• THE TASK
Copy the lines of the data below exactly, starting at the first and stopping after the line that contains "box: [675, 269, 877, 416]"; include no pictures.

● ● ● ● ●

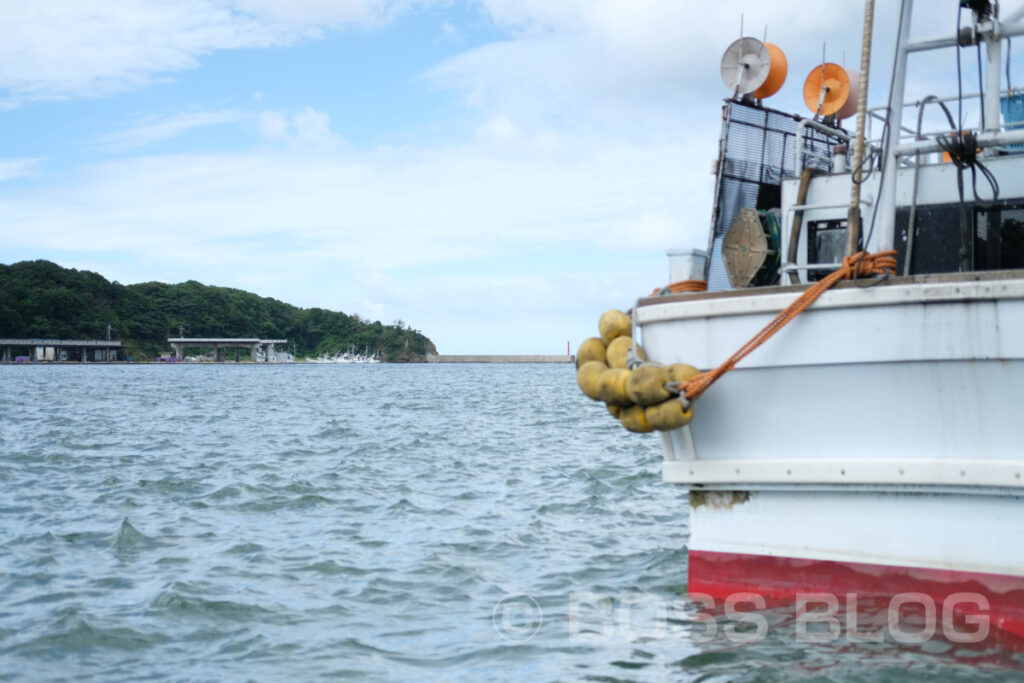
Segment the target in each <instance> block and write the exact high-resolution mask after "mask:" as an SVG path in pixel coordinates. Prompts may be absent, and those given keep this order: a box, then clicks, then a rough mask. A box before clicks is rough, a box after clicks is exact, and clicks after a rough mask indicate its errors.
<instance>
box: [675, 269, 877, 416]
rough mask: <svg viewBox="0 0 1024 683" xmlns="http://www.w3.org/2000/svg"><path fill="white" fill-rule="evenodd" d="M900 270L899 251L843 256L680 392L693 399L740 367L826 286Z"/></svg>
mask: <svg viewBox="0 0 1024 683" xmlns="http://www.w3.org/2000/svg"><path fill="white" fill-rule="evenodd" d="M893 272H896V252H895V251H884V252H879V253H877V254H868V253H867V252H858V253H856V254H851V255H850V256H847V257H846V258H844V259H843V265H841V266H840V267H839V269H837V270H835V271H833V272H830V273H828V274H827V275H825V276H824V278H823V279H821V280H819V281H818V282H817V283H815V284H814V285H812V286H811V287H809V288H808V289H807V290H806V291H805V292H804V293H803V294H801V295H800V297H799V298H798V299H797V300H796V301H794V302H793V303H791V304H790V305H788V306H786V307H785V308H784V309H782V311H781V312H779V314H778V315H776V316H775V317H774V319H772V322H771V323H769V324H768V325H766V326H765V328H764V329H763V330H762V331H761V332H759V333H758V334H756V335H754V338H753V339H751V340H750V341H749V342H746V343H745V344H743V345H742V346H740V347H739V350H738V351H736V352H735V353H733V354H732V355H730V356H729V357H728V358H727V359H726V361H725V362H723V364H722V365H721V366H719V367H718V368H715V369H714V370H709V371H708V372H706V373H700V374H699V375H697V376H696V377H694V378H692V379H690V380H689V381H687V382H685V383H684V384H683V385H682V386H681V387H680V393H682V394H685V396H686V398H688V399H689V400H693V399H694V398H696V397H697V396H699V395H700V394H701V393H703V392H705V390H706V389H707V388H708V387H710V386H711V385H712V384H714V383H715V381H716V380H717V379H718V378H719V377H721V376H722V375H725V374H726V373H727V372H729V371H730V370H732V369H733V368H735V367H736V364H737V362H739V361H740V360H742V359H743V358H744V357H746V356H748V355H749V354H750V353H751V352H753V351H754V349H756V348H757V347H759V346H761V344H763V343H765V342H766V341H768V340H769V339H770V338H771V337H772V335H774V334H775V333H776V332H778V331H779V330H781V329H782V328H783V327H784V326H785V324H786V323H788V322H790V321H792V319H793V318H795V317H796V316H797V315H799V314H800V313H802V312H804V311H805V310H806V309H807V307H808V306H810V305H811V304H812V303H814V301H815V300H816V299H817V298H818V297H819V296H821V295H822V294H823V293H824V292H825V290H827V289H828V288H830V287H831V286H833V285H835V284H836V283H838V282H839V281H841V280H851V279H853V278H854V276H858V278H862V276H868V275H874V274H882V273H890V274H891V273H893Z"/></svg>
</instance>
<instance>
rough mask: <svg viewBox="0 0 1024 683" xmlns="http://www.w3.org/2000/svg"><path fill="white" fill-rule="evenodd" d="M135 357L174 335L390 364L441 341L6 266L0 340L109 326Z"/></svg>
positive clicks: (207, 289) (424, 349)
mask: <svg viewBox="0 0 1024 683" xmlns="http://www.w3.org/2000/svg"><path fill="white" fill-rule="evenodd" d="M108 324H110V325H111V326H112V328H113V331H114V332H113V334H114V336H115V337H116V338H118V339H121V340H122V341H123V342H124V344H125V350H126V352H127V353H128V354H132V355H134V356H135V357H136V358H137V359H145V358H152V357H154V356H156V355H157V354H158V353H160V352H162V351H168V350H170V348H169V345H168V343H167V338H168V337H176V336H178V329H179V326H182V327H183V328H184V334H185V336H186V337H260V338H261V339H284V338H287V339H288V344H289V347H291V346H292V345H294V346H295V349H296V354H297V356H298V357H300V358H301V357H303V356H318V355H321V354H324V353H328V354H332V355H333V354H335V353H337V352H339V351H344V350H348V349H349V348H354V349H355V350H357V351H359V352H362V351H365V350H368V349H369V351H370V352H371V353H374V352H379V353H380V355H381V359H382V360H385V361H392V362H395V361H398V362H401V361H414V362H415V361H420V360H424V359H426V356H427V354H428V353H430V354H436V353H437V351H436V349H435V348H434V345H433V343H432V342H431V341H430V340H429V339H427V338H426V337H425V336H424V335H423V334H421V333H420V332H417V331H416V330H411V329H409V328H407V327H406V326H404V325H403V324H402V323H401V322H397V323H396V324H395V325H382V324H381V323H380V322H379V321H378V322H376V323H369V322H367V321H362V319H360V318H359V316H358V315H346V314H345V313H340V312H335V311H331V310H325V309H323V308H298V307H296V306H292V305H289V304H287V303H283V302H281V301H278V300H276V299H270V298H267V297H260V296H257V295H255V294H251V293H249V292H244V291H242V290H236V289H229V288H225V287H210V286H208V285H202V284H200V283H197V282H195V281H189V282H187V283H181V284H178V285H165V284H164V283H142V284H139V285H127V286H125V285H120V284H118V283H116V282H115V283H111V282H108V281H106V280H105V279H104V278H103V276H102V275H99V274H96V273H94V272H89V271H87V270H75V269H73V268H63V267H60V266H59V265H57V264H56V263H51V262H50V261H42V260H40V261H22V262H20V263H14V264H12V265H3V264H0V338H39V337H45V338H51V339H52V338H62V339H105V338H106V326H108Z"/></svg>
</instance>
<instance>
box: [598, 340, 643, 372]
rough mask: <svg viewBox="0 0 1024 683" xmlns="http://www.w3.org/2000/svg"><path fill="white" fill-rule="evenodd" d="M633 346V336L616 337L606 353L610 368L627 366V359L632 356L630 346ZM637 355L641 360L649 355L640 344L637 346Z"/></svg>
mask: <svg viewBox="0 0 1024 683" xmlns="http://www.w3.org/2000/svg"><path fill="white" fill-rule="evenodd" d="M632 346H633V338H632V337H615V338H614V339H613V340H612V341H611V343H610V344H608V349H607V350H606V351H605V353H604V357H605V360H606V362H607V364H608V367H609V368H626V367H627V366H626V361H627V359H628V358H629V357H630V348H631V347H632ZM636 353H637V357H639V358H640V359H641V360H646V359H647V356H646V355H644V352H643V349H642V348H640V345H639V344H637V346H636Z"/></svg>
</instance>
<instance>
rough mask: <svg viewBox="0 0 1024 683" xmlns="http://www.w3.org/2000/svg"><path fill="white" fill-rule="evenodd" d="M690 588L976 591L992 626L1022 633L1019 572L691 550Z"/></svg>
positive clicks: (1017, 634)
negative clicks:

● ● ● ● ●

• EXERCISE OUTPUT
Segment the target in each <instance> block and write the exact high-resolution mask after "mask:" as an SVG path in pixel coordinates. Prompts may be absent, and those given keep this order: a box, then clicks, then a rough mask. A box before clicks is rough, a box after clicks is exact, and clicks after a rough mask indicate its errors.
<instance>
box: [675, 269, 877, 416]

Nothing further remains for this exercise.